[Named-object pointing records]
— Begin —
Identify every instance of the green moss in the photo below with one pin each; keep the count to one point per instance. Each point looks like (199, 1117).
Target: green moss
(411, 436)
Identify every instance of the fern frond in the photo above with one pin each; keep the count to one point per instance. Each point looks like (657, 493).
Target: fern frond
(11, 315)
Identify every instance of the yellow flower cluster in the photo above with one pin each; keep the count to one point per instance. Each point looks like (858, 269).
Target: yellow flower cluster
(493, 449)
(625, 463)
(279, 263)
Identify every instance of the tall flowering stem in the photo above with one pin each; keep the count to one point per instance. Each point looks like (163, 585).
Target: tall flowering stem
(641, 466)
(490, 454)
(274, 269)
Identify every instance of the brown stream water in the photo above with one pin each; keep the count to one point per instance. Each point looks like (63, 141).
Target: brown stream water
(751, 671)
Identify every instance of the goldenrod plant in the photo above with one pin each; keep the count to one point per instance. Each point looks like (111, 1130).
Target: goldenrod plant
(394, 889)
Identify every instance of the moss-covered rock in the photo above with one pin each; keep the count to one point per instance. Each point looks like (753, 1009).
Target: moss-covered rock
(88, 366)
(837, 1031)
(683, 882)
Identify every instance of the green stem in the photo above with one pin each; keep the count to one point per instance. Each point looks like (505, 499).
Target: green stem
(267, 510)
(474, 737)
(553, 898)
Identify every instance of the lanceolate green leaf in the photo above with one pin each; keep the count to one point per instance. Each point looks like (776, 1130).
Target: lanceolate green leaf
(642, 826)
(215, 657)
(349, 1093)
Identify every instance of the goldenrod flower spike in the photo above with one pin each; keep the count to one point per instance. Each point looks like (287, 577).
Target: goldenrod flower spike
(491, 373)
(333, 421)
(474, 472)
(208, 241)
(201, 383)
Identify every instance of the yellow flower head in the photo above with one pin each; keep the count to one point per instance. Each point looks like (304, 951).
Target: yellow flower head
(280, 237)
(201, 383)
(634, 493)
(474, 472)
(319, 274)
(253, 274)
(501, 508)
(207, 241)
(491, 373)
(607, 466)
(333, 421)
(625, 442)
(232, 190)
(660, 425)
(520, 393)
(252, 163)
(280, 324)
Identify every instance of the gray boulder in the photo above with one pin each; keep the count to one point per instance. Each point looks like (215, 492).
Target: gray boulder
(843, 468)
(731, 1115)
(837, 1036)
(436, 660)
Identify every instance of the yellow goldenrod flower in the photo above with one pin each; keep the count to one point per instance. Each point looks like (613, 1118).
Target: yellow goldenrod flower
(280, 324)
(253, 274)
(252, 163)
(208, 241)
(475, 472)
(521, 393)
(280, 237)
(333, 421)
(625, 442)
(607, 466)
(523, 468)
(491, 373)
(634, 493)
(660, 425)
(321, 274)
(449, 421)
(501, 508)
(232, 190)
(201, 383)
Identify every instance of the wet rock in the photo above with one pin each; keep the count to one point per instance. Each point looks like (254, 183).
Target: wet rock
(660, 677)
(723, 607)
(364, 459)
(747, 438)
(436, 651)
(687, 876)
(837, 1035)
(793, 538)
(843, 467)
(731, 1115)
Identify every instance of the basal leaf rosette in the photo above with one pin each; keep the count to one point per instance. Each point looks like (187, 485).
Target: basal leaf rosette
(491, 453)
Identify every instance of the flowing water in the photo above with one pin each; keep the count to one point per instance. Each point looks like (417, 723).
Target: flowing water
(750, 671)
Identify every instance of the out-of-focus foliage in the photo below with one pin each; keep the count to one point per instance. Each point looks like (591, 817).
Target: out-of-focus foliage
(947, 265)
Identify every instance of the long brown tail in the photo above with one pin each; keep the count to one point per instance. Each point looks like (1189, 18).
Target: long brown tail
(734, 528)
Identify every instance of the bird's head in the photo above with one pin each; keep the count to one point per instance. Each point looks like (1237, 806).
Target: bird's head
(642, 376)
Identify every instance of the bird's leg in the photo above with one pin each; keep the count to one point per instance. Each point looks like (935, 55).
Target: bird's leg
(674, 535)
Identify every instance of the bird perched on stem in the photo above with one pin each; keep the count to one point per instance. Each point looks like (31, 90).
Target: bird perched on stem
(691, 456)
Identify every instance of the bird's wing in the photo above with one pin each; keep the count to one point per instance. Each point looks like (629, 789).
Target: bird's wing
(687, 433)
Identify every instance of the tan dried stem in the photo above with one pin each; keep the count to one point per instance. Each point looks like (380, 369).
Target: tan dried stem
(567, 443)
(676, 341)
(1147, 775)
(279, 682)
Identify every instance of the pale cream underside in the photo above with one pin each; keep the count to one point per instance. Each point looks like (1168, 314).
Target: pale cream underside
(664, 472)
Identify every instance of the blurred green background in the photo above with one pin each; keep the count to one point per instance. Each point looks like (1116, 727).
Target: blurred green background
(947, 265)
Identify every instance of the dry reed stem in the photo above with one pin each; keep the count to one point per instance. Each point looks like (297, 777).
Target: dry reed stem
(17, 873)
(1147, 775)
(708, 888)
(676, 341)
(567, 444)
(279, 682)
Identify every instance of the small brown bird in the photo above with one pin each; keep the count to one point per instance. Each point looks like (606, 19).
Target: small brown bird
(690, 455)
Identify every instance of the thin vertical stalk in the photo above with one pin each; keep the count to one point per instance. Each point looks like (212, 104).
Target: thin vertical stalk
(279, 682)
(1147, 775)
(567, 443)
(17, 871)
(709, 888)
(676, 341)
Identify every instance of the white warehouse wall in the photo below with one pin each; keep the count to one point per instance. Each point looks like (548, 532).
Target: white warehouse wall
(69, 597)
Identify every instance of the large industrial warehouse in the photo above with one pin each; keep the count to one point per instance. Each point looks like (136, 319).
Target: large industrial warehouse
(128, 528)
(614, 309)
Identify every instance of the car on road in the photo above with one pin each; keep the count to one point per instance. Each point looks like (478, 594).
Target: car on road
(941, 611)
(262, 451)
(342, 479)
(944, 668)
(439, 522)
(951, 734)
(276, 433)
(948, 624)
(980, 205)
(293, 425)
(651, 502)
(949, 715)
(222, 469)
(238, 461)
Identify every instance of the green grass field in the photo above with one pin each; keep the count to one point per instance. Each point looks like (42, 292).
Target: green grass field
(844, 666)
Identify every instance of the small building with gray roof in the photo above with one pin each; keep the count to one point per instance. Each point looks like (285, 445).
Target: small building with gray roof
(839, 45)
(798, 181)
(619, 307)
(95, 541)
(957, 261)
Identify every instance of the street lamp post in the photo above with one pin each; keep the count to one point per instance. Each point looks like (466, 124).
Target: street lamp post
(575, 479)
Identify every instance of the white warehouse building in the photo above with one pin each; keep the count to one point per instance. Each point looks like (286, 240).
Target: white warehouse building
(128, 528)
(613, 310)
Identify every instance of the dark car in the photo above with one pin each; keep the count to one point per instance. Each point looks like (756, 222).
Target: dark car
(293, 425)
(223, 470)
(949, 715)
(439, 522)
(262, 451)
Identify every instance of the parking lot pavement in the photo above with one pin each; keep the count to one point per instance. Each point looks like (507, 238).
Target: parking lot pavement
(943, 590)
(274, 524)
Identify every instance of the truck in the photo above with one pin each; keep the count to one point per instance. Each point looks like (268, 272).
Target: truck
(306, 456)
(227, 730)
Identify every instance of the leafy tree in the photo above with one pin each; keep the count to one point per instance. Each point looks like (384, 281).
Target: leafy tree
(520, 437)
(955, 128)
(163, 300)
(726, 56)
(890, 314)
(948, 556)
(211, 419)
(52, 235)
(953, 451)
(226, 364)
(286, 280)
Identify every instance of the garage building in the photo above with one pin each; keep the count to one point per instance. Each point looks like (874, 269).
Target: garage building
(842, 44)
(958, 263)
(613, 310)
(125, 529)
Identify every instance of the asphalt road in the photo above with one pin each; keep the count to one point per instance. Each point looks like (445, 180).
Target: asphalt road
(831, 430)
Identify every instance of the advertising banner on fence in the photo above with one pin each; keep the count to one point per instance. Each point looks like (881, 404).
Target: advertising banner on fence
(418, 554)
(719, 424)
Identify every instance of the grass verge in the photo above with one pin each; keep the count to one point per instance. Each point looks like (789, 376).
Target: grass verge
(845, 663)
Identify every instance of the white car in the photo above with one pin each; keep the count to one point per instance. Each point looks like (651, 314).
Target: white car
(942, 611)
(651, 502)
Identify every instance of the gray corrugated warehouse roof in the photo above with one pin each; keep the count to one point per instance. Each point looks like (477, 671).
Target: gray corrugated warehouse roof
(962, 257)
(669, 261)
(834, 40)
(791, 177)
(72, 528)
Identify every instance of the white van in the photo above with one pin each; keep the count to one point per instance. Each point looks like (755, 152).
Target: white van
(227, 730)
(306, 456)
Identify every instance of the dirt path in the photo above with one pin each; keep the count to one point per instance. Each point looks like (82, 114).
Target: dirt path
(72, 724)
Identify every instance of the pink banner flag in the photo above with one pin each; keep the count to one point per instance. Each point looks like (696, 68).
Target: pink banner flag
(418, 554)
— End —
Reproduce the lines of the listing above word for word, starting at the line that contains "Identify every instance of the pink" and ending with the last line of the listing.

Identify every instance of the pink banner flag in the photo above with one pin each; keep the count to one point per instance. Each point looks like (696, 68).
Target: pink banner flag
(418, 554)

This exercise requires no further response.